AIM
Recast everything in the data from the line containing "of white concrete" down to the line containing "top-left (1298, 199), bottom-right" as a Markdown table with two columns, Row and Line. Number each row and leave out blank lines.

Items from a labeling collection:
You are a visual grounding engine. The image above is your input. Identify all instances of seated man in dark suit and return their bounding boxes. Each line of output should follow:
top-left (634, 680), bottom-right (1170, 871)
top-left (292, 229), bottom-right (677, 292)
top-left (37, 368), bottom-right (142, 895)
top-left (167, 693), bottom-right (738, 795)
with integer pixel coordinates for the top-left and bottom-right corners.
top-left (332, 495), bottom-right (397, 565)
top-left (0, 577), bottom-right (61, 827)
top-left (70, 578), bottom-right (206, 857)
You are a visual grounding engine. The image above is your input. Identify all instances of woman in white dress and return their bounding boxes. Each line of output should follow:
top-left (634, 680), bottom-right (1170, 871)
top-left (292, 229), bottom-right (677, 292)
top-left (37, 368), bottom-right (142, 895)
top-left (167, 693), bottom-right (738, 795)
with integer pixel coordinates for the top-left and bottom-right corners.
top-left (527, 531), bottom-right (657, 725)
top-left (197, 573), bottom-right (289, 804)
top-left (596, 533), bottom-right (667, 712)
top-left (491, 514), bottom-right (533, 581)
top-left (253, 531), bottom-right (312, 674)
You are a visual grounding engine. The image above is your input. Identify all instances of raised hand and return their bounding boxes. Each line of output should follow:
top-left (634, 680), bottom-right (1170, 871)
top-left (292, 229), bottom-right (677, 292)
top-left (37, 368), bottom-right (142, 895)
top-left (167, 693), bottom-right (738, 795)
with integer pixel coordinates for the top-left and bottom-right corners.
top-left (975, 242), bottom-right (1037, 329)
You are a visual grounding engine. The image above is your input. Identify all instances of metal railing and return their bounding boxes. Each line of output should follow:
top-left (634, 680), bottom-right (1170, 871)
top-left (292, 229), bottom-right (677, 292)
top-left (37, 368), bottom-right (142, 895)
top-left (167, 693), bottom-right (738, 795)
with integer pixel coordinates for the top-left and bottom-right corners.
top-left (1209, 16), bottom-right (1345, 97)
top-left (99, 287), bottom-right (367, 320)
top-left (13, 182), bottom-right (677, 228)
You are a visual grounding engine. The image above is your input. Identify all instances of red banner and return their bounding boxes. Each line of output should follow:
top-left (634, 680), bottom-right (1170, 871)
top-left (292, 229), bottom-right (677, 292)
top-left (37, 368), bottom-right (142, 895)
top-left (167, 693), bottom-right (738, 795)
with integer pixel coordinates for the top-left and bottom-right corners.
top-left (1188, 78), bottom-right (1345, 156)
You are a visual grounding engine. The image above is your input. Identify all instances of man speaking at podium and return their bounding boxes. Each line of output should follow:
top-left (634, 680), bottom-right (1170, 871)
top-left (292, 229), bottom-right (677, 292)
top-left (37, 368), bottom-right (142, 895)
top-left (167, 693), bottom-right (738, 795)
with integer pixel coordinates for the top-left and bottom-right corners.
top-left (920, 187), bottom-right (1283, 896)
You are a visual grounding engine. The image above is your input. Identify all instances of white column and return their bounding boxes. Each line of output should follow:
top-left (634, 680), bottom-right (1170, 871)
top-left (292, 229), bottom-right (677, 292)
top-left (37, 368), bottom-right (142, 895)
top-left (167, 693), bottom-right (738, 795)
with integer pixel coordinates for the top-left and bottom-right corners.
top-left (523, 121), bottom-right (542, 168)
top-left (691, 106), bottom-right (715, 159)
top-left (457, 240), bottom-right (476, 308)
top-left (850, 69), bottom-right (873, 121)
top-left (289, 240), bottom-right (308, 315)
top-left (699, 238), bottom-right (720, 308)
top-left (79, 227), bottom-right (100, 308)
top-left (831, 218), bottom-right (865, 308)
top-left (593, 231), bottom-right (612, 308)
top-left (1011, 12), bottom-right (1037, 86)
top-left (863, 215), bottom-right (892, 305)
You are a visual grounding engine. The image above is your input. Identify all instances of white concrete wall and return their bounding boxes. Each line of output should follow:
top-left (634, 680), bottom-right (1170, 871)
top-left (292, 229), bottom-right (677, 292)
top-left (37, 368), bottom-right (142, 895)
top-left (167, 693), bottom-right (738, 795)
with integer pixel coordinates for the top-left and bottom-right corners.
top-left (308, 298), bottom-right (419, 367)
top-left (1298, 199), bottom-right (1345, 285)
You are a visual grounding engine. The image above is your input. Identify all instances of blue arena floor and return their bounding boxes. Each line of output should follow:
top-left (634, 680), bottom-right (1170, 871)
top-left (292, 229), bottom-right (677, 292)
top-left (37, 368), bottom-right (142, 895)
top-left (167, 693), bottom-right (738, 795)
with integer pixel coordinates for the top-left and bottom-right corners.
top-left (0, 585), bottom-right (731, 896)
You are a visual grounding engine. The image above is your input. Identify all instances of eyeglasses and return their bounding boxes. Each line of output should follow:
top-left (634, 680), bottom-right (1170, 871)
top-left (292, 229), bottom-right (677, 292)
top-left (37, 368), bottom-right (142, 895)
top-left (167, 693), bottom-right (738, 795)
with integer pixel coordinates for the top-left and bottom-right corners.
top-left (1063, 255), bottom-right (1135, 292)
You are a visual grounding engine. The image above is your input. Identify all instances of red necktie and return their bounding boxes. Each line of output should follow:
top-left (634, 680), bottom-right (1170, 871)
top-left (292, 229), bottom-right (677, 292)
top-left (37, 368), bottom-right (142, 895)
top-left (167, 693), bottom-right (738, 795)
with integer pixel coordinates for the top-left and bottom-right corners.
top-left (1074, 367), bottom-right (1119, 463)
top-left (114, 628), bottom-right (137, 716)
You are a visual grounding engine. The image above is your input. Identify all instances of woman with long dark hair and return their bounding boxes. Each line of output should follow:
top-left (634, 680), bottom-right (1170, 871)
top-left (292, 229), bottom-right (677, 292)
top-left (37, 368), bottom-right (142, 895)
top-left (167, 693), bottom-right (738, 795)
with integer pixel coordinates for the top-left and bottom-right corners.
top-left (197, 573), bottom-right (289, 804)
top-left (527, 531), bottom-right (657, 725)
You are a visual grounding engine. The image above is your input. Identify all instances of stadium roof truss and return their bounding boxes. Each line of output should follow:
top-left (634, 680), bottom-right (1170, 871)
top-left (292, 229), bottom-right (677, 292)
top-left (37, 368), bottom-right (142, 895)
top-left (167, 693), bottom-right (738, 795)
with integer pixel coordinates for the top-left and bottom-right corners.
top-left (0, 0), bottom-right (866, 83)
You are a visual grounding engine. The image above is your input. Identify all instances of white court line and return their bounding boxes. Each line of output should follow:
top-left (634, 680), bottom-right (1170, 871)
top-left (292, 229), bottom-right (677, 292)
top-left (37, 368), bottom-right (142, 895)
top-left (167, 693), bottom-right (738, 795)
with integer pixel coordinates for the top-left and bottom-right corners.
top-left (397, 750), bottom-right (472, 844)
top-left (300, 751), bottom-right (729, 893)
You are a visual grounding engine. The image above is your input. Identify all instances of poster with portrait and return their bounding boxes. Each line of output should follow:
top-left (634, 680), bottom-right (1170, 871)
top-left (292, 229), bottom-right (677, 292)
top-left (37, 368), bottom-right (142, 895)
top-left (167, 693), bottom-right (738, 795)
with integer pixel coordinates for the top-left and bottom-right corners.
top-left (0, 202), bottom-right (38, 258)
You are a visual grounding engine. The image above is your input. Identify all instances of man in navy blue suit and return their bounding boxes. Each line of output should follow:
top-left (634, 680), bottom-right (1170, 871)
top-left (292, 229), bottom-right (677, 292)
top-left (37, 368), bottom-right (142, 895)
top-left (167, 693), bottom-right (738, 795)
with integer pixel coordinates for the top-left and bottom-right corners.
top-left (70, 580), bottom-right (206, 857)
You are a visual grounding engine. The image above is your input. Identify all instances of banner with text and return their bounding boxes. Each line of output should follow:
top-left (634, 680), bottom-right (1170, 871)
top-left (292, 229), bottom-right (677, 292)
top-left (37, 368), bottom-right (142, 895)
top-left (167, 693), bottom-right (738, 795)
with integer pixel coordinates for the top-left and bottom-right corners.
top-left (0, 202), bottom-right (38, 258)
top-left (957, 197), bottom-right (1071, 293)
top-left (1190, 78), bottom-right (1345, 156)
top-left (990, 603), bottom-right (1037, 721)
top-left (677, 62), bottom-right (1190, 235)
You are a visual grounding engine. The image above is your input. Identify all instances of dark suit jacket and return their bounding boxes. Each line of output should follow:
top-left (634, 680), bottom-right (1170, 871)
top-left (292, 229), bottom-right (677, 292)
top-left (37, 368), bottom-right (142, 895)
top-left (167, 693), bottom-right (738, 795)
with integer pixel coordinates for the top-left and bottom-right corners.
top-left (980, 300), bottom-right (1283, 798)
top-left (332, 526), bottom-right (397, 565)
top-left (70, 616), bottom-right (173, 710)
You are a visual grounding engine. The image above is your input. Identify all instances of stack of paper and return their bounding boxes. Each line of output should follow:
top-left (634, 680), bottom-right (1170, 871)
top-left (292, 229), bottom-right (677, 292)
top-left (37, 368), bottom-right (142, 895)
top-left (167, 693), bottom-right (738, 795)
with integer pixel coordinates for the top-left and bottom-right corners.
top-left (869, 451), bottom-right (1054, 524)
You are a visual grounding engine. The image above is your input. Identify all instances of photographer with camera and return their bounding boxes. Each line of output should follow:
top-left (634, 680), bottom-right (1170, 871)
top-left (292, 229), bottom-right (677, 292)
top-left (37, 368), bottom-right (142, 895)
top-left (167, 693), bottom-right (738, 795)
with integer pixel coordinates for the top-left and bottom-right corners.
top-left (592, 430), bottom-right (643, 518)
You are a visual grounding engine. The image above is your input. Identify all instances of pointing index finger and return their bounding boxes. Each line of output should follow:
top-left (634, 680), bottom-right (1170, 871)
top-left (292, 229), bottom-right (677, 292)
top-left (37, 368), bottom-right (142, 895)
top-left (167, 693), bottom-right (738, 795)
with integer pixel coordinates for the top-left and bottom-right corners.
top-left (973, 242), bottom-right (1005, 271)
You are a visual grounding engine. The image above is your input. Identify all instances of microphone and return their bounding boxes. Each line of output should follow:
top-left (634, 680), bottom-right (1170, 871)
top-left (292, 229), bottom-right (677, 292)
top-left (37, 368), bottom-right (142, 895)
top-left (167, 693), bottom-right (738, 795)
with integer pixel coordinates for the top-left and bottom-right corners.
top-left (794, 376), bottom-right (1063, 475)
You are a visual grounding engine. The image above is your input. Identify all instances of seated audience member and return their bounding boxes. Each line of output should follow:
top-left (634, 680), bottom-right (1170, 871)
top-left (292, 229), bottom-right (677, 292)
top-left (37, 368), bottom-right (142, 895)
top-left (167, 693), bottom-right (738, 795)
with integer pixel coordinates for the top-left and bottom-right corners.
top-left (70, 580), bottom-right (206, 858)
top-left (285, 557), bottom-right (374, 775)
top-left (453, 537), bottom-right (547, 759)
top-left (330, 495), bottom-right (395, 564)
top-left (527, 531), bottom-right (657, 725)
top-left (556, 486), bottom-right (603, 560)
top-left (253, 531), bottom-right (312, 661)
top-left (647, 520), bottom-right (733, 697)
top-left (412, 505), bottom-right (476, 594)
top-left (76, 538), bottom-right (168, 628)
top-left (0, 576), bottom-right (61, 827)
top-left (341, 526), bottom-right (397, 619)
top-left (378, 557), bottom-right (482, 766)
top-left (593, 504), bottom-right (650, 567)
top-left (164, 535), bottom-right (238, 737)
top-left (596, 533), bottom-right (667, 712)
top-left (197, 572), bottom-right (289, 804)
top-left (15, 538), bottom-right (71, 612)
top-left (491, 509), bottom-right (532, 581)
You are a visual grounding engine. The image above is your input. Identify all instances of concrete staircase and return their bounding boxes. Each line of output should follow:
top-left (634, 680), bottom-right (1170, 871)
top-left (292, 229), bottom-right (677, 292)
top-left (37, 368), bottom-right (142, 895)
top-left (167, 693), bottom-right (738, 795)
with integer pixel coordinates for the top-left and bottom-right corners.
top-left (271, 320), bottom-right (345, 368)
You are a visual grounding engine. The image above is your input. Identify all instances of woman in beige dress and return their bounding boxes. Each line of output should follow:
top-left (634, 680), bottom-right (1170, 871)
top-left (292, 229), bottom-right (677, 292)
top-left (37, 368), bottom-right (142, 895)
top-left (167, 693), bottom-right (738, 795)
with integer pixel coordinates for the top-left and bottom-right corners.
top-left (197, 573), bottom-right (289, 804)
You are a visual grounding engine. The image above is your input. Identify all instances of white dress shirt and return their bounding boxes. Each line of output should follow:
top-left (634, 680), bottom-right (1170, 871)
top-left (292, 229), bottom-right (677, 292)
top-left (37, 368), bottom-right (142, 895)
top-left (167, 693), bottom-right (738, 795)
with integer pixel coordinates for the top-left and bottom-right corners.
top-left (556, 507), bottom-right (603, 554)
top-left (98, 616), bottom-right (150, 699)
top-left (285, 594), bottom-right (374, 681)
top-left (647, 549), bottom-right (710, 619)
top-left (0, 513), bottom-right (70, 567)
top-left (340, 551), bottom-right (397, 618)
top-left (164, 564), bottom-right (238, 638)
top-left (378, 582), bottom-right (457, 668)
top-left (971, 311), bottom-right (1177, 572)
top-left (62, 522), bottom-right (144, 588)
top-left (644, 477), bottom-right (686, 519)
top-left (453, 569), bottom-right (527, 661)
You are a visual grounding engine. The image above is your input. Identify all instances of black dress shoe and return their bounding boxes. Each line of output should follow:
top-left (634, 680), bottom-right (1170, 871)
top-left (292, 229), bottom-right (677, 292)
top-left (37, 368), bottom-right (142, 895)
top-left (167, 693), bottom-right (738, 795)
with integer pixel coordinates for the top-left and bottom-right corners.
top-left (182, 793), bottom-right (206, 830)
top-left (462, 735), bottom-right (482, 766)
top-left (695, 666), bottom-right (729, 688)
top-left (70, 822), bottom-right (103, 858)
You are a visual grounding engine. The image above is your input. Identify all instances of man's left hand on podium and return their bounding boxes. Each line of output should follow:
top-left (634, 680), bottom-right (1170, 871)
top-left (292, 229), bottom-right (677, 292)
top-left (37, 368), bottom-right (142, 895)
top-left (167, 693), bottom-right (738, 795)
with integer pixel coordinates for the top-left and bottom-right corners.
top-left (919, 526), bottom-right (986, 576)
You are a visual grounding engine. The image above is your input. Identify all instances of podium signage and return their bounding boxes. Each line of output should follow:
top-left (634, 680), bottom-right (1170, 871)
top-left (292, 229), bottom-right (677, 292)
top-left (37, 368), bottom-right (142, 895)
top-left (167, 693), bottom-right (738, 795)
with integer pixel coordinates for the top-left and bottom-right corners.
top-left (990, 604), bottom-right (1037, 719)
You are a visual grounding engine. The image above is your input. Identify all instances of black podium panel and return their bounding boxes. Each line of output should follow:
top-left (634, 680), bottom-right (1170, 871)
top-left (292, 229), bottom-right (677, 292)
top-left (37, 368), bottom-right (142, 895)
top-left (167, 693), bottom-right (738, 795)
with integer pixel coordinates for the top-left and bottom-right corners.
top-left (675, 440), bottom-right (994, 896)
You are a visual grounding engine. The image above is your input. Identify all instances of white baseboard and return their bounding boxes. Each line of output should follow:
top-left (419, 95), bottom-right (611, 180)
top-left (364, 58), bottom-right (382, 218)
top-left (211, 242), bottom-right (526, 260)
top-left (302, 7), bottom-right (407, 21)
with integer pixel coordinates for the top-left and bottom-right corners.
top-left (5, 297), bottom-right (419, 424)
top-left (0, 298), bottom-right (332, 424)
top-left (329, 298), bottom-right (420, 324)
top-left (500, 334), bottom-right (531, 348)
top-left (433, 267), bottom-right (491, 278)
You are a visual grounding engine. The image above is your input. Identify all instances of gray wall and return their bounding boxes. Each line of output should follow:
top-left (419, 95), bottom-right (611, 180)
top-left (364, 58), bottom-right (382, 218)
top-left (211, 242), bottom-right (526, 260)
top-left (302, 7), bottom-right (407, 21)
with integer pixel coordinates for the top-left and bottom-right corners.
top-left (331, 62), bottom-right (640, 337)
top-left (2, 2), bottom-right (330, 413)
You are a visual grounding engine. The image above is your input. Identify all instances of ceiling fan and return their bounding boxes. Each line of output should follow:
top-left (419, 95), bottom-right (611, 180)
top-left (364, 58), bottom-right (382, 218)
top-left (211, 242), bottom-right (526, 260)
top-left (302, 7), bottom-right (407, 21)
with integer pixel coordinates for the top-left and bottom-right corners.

SOLVED PROBLEM
| Row | Line |
|---|---|
| 1 | You are a visual grounding engine. The image above is your input. Identify all instances of white concrete wall and return their bounding boxes. Each line of output should follow: |
| 2 | top-left (634, 680), bottom-right (1170, 871) |
| 3 | top-left (292, 229), bottom-right (677, 292) |
| 4 | top-left (37, 368), bottom-right (142, 895) |
| 5 | top-left (167, 693), bottom-right (738, 795) |
| 6 | with integer pixel coordinates for the top-left and bottom-right corners. |
| 7 | top-left (308, 298), bottom-right (419, 367) |
| 8 | top-left (1298, 199), bottom-right (1345, 285) |